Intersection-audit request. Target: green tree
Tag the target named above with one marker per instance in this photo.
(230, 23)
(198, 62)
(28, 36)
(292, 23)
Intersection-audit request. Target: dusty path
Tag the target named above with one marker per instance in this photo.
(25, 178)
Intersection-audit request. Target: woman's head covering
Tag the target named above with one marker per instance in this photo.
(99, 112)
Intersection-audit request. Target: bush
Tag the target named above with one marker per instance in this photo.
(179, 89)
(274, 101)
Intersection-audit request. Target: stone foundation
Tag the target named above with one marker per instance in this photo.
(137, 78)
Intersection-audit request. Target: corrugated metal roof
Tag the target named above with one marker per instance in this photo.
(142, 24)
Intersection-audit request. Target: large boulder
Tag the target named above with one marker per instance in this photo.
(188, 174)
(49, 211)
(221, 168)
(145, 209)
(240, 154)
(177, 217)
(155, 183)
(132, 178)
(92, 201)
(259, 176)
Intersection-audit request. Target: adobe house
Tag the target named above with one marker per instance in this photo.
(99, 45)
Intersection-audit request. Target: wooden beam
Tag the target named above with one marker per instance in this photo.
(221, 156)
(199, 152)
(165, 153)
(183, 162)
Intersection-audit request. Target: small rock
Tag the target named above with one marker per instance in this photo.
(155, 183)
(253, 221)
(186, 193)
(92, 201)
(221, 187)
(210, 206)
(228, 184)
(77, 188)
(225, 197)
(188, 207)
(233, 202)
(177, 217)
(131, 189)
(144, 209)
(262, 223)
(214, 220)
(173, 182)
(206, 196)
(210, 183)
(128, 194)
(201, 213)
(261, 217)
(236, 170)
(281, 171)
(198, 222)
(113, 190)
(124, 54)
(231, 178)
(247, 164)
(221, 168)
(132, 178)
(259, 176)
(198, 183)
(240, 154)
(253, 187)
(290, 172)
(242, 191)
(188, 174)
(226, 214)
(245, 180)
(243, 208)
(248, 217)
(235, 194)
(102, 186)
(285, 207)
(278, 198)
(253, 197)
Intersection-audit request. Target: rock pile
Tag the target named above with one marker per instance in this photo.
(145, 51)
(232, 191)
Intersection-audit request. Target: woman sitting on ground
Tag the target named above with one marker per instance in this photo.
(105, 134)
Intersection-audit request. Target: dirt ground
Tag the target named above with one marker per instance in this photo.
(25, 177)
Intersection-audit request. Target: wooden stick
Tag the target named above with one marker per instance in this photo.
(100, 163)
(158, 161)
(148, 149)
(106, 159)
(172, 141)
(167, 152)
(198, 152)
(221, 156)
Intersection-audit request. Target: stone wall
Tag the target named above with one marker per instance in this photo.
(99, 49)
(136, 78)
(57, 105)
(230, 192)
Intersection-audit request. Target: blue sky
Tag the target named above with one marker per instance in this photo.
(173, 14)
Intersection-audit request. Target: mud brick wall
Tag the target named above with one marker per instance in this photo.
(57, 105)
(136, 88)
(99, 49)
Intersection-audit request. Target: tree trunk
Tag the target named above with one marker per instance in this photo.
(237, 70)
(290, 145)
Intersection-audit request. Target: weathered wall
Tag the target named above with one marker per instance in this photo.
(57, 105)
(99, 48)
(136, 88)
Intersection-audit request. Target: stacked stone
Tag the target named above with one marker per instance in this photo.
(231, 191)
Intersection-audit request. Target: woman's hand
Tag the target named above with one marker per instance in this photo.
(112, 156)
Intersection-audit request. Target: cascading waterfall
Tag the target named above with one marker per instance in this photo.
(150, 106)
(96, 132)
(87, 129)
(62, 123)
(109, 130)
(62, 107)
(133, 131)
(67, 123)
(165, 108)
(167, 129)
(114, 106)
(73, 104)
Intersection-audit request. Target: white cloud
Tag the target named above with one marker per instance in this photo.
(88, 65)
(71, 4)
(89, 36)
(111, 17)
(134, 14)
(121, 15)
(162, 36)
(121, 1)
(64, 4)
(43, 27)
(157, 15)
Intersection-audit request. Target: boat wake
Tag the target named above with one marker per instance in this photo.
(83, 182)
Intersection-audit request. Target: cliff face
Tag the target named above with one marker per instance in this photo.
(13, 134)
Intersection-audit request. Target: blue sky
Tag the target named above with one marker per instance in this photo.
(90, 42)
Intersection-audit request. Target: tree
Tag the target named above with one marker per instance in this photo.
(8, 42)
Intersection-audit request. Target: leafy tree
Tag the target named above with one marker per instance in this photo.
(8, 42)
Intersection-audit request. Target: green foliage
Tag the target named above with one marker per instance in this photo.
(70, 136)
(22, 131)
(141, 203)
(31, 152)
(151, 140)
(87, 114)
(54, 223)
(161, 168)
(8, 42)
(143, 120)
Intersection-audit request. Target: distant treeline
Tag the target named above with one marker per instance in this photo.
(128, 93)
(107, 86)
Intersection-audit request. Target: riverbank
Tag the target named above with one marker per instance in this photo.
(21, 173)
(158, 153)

-*-*-

Aim of the exercise: Reproduce the material word for word. Leave nothing out.

Output of the exercise:
Intersection-audit request. Target: green tree
Tag the target named above with one marker per instance in this photo.
(230, 23)
(198, 62)
(28, 36)
(292, 23)
Intersection-audit request. Target: dusty path
Tag the target named above with one marker per instance in this photo.
(25, 178)
Intersection-audit request. Target: woman's head covering
Tag the target named above with one marker per instance in this photo.
(99, 112)
Intersection-audit request. Target: bush
Tag the target named above with one marker per instance in this photo.
(179, 89)
(274, 101)
Intersection-audit request. Target: stone foundation
Tag the target named above with one marker per instance in this photo.
(137, 78)
Intersection-audit request. Target: corrugated metal roof
Tag the target named above with one marker per instance in this photo.
(142, 24)
Intersection-audit request. Target: large boulder
Tag the target named above with one marker per instance in this photo.
(188, 174)
(49, 211)
(221, 168)
(145, 209)
(240, 154)
(177, 217)
(155, 183)
(132, 178)
(92, 201)
(259, 176)
Intersection-audit request. Target: adobe house
Tag the target named above with one marker per instance in this photo.
(99, 45)
Intersection-audit request. Target: wooden beam
Tag the target named above with one marker per instance in this photo.
(221, 156)
(199, 152)
(165, 153)
(183, 162)
Intersection-audit request. Target: small rock
Tag the target named above with one marker per instance in this photo.
(155, 183)
(253, 221)
(186, 193)
(92, 201)
(221, 187)
(210, 206)
(228, 184)
(77, 188)
(225, 197)
(188, 207)
(233, 202)
(177, 217)
(131, 189)
(144, 209)
(262, 223)
(214, 220)
(173, 182)
(206, 196)
(210, 183)
(128, 194)
(201, 213)
(261, 217)
(236, 170)
(281, 171)
(198, 222)
(113, 190)
(124, 54)
(231, 178)
(247, 164)
(221, 168)
(132, 178)
(259, 176)
(198, 183)
(240, 154)
(253, 187)
(290, 172)
(242, 191)
(188, 174)
(226, 214)
(245, 180)
(243, 208)
(248, 217)
(235, 194)
(102, 186)
(285, 207)
(278, 198)
(253, 197)
Intersection-audit request. Target: rock pile
Tag the target named above with one marker per instance in this photo.
(145, 51)
(232, 191)
Intersection-audit request. Target: woman sitting on ground
Tag the target named above with one marker per instance in this photo.
(105, 134)
Intersection-audit request. Target: dirt ground
Tag the target named above with one marker per instance in this photo.
(25, 177)
Intersection-audit request. Target: wooden stick
Tag the target named above with one marker per instance in this photo.
(100, 163)
(158, 161)
(148, 149)
(106, 159)
(172, 141)
(167, 152)
(198, 152)
(221, 156)
Intersection-audit request. Target: stone wall
Tag the target named above with one marker per instance in this photo.
(99, 49)
(136, 78)
(57, 105)
(230, 192)
Intersection-audit request. Target: blue sky
Tag the target named above with one marker per instance in this photo.
(173, 14)
Intersection-audit request. Target: mud brick wall
Tag the target named above with one marker per instance in this photo.
(57, 105)
(136, 88)
(99, 49)
Intersection-audit request. Target: tree trunk
Tag the target named above with one marker per instance in this photo.
(237, 70)
(290, 145)
Intersection-audit request. Target: weathered wall
Tag the target named above with one marker per instance in this photo.
(57, 105)
(99, 48)
(136, 88)
Intersection-audit request. Target: stacked stone
Tag the target named above with one marker per instance in this photo.
(231, 191)
Intersection-audit request. Target: woman's hand
Tag the target named above with one marker per instance in this photo.
(112, 156)
Intersection-audit request. Target: cascading waterfall
Tag the target named above with one marker per instance in this photo.
(150, 106)
(96, 132)
(87, 129)
(62, 123)
(109, 130)
(62, 107)
(133, 131)
(67, 123)
(165, 108)
(167, 129)
(114, 106)
(73, 104)
Intersection-audit request. Target: white cloud
Tag the target named above with one marker per instance in this photo.
(88, 65)
(71, 4)
(89, 36)
(111, 17)
(134, 14)
(121, 15)
(162, 36)
(121, 1)
(64, 4)
(43, 27)
(157, 15)
Intersection-audit request. Target: boat wake
Tag the target named above with one marker per instance in this photo.
(83, 182)
Intersection-audit request. Target: cliff face
Tag the target named above with one marker per instance in this photo.
(13, 134)
Intersection-audit request. Target: blue sky
Tag the target named above with one marker per instance in this photo.
(90, 42)
Intersection-audit request. Target: tree
Tag the target named above with one marker per instance in this photo.
(8, 42)
Intersection-audit request. Target: leafy tree
Tag the target named above with one marker per instance in this photo.
(8, 42)
Intersection-audit request. Target: green foliage
Tag the target named above with one marker per instance in this photo.
(70, 136)
(22, 131)
(141, 203)
(31, 152)
(151, 140)
(87, 114)
(54, 223)
(161, 168)
(8, 42)
(143, 120)
Intersection-audit request. Target: distant treeline
Tag the target named above with one marker per instance in this photo.
(128, 93)
(107, 86)
Intersection-audit request. Target: riverbank
Tag the target named above with one marker per instance in this photo.
(21, 173)
(158, 153)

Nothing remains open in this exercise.